本文
▼▼▼

インド人看護師がイエメンで死刑判決、週内にも執行か 家族が減刑に奔走
(CNN) 内戦が続くイエメンで死刑判決を受けたインド人看護師ニミシャ・プリヤさんの家族が、16日にも執行が予定されている死刑を減刑しようと時間との闘いを続けている。この事件はインドのメディアでも大きく報じられている。
プリヤさんは2020年にイエメン首都サヌアの裁判所からイエメン国籍のビジネスパートナーを殺害したとして死刑判決を受けた。遺体は17年に貯水タンクで見つかっていた。内戦下で首都を実効支配する反政府武装組織フーシとインド政府の間には正式な外交関係がなく、家族の取り組みは難航している。
死刑執行が迫る中、インドのメディアは連日この問題を大きく取り上げている。人権団体もフーシに対し、死刑を執行しないよう求めている。
国際人権団体アムネスティ・インターナショナルは14日、「死刑は究極の残酷で非人道的かつ品位を傷つける刑罰だ」とし、すべての死刑執行を直ちに停止し、プリヤさんの判決を含む全ての死刑判決の減刑を求めた。

▲▲▲

学習資料
▼▼▼

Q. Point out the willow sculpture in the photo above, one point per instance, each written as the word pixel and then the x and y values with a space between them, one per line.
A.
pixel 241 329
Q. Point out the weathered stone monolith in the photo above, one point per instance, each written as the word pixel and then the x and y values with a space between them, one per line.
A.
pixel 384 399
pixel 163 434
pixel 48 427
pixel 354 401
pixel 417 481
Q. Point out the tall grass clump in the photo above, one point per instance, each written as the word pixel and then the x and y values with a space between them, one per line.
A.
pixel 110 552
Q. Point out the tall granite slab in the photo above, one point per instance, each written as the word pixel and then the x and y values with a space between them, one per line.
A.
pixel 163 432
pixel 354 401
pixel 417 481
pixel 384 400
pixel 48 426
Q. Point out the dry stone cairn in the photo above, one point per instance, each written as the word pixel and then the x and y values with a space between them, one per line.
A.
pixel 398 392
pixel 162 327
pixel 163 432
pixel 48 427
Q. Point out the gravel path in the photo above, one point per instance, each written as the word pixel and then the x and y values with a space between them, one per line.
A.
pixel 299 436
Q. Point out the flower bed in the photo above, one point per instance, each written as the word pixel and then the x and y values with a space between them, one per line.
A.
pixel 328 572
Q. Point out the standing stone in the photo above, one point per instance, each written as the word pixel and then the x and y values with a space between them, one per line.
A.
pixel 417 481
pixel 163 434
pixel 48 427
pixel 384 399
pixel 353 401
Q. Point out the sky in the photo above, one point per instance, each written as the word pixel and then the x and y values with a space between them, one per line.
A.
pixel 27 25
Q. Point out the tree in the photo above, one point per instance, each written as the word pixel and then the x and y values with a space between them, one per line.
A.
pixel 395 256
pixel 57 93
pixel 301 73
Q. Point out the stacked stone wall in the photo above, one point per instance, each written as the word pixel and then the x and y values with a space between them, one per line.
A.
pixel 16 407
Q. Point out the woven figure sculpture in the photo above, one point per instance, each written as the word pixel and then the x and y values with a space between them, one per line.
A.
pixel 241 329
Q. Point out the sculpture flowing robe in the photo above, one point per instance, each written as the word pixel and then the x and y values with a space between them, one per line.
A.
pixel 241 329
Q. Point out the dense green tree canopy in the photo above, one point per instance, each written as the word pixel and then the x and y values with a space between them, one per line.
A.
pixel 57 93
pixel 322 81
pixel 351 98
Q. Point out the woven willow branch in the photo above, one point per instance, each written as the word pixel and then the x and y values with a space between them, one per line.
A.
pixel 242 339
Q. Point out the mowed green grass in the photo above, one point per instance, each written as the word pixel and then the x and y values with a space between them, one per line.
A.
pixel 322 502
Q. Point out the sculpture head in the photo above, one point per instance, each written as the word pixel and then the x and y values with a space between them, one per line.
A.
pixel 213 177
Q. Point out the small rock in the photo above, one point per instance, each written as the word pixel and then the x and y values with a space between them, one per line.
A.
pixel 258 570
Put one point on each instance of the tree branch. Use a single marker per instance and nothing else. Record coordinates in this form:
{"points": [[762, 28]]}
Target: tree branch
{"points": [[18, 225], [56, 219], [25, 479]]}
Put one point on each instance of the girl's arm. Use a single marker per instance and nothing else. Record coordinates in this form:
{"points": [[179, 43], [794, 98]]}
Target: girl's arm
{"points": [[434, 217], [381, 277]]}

▲▲▲

課題 1
看護師の死刑判決を扱った本文のうち、「インド人看護師がイエメンで死刑判決、週内にも執行か 家族が減刑に奔走」で始まり「族の取り組みは難航している。」で終わる部分を書き写せ。
課題 2
本文によれば、プリヤさんに死刑判決を言い渡したのはどこの裁判所か。
課題 3
本文中の「人権団体もフーシに対し、死刑を執行しないよう求めている。」を英語に訳せ。

解答 1
インド人看護師がイエメンで死刑判決、週内にも執行か 家族が減刑に奔走
(CNN) 内戦が続くイエメンで死刑判決を受けたインド人看護師ニミシャ・プリヤさんの家族が、16日にも執行が予定されている死刑を減刑しようと時間との闘いを続けている。この事件はインドのメディアでも大きく報じられている。
プリヤさんは2020年にイエメン首都サヌアの裁判所からイエメン国籍のビジネスパートナーを殺害したとして死刑判決を受けた。遺体は17年に貯水タンクで見つかっていた。内戦下で首都を実効支配する反政府武装組織フーシとインド政府の間には正式な外交関係がなく、家族の取り組みは難航している。

解答 2
イエメン首都サヌアの裁判所

解答 3
Human rights groups are also urging the Houthis not to carry out the execution.